GIVEN PROBLEM: Report every line in the rows below that contains the string "gardening". Case counts.

DATASET RECORDS:
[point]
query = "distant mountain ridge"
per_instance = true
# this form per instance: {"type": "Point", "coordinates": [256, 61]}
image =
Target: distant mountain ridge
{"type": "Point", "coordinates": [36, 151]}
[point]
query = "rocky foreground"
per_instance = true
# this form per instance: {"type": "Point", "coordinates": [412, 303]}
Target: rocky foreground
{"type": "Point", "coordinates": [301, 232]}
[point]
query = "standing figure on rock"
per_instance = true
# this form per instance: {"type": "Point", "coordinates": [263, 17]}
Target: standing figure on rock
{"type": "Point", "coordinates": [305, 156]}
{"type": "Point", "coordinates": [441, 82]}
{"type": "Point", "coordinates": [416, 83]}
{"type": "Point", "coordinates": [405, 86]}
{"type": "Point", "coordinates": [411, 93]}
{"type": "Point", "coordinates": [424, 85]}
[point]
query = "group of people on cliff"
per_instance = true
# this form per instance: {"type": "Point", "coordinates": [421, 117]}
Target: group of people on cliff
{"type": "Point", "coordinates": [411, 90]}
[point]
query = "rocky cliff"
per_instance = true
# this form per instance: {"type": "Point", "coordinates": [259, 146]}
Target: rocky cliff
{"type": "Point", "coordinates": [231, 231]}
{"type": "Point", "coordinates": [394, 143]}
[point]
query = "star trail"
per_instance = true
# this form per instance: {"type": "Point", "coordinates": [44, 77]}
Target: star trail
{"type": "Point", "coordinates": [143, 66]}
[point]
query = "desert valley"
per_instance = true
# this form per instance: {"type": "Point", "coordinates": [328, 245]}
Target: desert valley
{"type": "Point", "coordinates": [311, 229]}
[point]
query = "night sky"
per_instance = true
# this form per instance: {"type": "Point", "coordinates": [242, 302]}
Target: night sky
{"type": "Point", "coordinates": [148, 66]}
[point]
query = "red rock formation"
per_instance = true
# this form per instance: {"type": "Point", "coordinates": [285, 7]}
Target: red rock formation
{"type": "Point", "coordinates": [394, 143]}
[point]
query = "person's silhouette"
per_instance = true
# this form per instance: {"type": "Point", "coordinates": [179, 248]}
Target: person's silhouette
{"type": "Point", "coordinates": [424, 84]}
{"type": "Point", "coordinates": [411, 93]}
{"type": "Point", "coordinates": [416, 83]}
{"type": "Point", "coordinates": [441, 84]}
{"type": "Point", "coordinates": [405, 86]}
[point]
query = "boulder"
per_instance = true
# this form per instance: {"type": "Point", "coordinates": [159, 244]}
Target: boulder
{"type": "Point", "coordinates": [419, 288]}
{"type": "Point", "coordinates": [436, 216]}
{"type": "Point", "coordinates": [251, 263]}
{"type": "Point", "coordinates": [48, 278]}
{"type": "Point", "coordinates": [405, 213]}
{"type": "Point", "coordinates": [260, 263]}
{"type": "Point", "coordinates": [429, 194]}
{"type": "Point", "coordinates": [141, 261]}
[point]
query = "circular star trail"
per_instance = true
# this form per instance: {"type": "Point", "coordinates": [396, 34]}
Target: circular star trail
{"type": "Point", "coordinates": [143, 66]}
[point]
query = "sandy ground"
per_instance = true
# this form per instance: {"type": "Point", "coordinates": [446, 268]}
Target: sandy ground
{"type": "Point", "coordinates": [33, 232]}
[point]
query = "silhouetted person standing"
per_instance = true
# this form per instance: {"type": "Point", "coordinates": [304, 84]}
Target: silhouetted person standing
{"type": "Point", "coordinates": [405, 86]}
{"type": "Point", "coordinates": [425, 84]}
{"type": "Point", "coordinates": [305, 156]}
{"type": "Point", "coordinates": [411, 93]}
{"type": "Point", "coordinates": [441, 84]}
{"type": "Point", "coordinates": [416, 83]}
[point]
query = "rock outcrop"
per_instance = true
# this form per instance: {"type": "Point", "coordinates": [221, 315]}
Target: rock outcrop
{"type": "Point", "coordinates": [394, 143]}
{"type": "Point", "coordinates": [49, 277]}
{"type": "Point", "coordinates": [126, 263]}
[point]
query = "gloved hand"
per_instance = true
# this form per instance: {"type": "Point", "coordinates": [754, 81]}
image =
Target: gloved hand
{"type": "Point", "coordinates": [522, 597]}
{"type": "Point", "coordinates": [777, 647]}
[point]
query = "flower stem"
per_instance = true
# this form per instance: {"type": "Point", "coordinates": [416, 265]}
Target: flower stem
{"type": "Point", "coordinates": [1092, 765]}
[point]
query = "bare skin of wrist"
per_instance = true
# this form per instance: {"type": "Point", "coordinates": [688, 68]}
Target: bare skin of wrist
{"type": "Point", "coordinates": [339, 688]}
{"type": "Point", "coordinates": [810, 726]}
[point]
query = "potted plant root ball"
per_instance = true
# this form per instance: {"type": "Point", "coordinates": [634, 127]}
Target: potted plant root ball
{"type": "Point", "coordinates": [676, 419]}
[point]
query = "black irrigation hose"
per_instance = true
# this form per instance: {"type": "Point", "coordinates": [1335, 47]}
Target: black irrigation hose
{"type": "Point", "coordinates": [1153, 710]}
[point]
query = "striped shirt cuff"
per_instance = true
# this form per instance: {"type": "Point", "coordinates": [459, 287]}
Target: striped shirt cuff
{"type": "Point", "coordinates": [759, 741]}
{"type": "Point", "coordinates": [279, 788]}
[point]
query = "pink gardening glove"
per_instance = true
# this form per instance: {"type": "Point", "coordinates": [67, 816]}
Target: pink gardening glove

COMPLETED TASK:
query = "pink gardening glove"
Target: pink gardening glove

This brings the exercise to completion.